**Assignment**
Your answer must be the exact lines below, starting with the line with "find | lavender flower" and going on through the line with "find | green stem", both included, with no pictures.

**Supplied material**
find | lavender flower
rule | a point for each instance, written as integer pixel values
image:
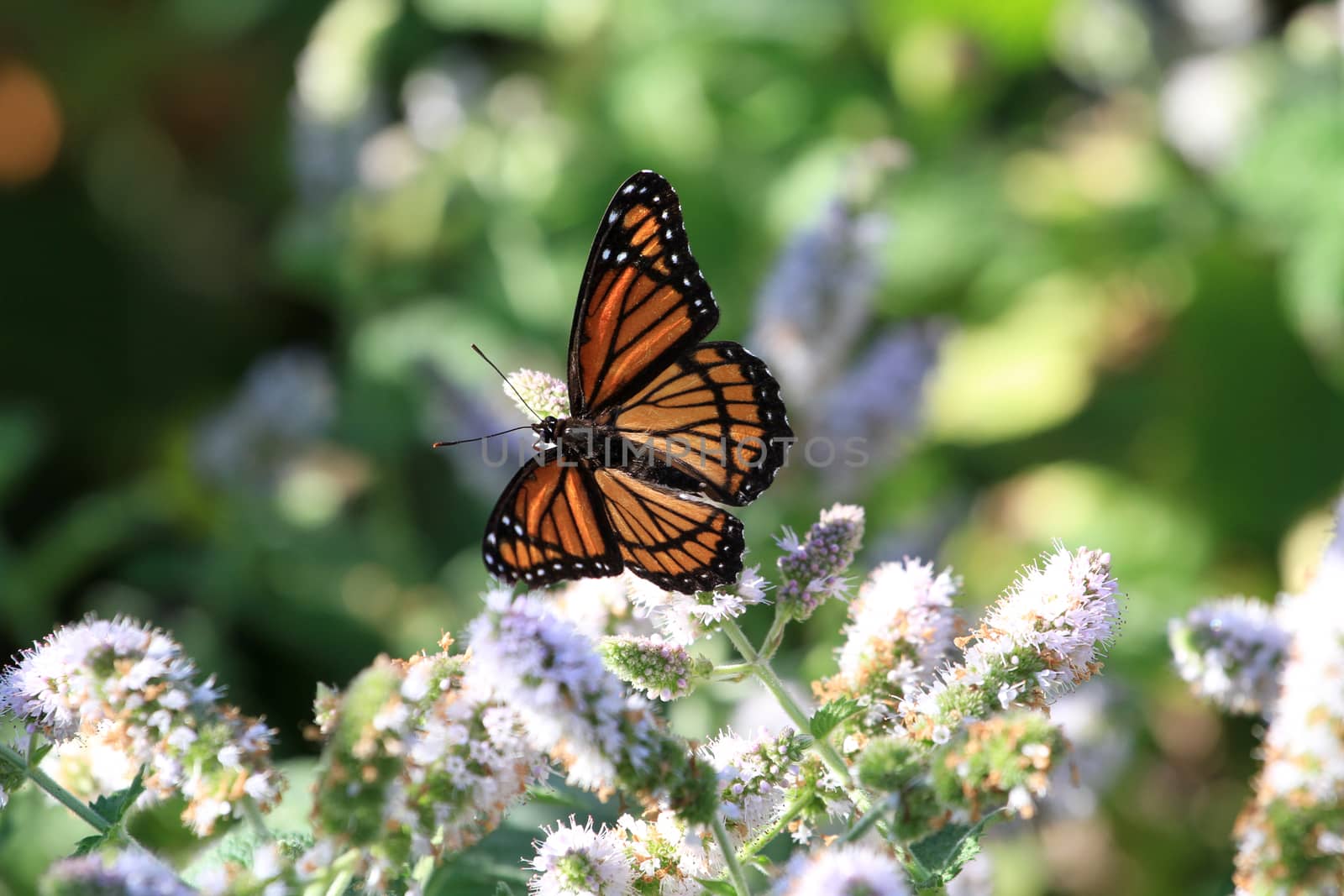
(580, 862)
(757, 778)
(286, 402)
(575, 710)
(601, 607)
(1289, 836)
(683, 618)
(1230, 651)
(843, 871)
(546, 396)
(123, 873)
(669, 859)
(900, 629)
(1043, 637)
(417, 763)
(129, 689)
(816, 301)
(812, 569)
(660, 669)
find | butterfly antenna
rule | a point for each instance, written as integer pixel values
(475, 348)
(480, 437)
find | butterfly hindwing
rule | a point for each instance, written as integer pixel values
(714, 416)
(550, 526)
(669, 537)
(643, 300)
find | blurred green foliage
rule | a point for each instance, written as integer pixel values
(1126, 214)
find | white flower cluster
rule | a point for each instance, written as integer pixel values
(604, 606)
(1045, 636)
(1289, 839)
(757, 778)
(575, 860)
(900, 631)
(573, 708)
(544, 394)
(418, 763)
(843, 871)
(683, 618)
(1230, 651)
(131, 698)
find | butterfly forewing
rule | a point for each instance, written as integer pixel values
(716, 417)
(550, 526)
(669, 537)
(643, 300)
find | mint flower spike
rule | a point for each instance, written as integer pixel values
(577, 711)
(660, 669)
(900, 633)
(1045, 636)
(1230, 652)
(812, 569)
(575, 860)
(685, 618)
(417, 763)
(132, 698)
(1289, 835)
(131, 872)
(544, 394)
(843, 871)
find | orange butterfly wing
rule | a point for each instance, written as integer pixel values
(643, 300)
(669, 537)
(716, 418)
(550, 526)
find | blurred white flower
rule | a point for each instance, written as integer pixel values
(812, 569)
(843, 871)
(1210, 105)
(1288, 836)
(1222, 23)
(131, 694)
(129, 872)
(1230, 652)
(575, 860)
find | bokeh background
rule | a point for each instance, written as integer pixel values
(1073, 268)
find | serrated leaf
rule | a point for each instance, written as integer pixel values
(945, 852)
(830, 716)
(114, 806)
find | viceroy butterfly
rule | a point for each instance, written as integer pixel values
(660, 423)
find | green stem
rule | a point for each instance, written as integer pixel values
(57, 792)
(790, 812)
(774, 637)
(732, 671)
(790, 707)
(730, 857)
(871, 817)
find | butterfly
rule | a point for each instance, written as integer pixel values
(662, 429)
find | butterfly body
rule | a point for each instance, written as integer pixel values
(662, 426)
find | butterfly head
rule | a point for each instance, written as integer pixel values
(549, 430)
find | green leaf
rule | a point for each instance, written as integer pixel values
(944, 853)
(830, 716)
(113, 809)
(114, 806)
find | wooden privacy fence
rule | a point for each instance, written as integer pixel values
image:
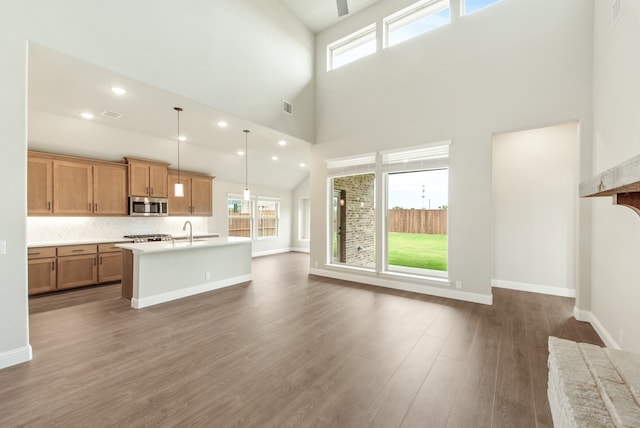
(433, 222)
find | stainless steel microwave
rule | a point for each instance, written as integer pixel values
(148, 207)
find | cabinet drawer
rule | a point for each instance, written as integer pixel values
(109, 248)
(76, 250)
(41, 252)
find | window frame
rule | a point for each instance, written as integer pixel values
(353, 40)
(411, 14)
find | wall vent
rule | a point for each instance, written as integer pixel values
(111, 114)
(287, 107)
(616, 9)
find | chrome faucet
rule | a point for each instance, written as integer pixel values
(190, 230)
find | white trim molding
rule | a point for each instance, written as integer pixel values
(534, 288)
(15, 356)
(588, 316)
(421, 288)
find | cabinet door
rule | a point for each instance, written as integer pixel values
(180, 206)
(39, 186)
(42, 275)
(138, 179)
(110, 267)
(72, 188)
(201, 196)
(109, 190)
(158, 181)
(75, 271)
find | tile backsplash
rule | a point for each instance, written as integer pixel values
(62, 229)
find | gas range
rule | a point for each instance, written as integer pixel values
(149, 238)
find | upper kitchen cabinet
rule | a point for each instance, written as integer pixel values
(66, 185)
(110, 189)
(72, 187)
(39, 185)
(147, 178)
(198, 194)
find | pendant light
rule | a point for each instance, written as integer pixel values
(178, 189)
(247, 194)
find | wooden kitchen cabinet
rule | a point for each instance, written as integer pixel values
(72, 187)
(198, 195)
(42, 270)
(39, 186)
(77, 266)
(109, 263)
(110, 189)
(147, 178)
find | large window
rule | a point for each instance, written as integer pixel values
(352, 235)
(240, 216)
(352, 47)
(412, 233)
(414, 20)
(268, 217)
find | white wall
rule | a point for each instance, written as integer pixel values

--

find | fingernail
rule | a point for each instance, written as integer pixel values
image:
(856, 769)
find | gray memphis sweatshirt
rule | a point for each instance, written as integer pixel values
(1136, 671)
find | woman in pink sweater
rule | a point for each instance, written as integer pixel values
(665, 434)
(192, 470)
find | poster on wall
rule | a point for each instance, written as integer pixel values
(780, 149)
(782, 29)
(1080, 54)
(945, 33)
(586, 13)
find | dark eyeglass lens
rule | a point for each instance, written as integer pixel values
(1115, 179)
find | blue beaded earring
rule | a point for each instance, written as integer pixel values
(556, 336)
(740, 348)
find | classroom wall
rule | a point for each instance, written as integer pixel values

--

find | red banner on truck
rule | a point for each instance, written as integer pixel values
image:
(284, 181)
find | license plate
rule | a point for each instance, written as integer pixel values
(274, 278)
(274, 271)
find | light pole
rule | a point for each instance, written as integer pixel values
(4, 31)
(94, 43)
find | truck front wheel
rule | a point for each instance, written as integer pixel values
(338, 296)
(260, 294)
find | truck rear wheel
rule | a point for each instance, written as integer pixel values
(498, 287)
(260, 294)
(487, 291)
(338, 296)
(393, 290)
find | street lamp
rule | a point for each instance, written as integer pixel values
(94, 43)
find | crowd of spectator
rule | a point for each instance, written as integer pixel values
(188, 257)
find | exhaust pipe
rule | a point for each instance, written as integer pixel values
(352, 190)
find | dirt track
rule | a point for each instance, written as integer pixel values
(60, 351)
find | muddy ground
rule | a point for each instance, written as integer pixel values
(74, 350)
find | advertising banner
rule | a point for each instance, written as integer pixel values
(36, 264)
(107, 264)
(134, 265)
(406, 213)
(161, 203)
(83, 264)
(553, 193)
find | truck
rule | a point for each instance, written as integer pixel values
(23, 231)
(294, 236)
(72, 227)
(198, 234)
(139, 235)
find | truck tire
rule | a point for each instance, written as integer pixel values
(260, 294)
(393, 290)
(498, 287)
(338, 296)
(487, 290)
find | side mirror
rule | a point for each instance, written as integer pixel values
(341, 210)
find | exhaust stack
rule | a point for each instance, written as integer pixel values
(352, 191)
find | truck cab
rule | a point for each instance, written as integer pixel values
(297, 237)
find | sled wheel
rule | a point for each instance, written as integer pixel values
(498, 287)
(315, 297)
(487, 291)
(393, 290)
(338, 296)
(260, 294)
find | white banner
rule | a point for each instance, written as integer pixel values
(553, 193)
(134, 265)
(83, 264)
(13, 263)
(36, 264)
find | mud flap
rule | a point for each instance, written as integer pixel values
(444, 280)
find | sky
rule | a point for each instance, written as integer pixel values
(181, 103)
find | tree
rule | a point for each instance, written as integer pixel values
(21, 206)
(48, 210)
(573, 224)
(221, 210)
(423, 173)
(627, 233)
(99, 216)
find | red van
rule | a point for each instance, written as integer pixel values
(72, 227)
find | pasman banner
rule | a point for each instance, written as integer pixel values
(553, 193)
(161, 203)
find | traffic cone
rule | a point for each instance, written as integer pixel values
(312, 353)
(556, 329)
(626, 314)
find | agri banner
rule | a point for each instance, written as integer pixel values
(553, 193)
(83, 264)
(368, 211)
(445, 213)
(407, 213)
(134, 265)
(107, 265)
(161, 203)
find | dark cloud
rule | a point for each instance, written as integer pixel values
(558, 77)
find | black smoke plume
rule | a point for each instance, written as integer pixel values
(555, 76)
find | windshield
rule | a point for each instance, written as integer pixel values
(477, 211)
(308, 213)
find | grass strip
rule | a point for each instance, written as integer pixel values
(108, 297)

**Answer for this exercise**
find | lavender flower
rule | a point for each instance, written as integer pixel values
image:
(580, 862)
(757, 778)
(286, 402)
(575, 710)
(601, 607)
(1289, 836)
(683, 618)
(1230, 651)
(843, 871)
(546, 396)
(123, 873)
(669, 859)
(900, 629)
(1043, 637)
(417, 763)
(129, 689)
(816, 301)
(812, 569)
(660, 669)
find | butterfly antenna
rule | a point for each instance, written as integer pixel values
(475, 348)
(480, 437)
find | butterfly hindwing
rule | a point for each instance, written as integer pixel values
(714, 416)
(550, 526)
(669, 537)
(643, 300)
find | blurred green foliage
rule | a point for each instance, written as integer pixel values
(1126, 214)
find | white flower cluster
rule | a point for each instance, written as integer pixel values
(604, 606)
(1045, 636)
(1289, 839)
(757, 778)
(575, 860)
(900, 631)
(573, 708)
(544, 394)
(418, 763)
(843, 871)
(683, 618)
(1230, 651)
(131, 698)
find | butterfly forewing
rule | a point for each instance, written as integer pixel values
(716, 417)
(550, 526)
(669, 537)
(643, 300)
find | mint flower spike
rule | a point for each instance, written as integer pixel values
(577, 711)
(660, 669)
(900, 633)
(1045, 636)
(1230, 652)
(812, 569)
(575, 860)
(685, 618)
(417, 763)
(132, 698)
(1289, 835)
(131, 872)
(544, 394)
(843, 871)
find | orange butterfly wing
rule | a point for each instance, written as integer pixel values
(643, 300)
(669, 537)
(716, 418)
(550, 526)
find | blurred white flower
rule | a point for each instance, written as integer pixel values
(812, 569)
(843, 871)
(1210, 105)
(1288, 836)
(1222, 23)
(131, 694)
(129, 872)
(1230, 652)
(575, 860)
find | bokeh background
rule | a point for each instance, written as integer pixel values
(1073, 268)
find | serrated leaf
rule | a point for each instance, written as integer pixel values
(945, 852)
(830, 716)
(114, 806)
find | viceroy butterfly
rule | a point for each instance, written as integer pixel values
(660, 423)
find | green stem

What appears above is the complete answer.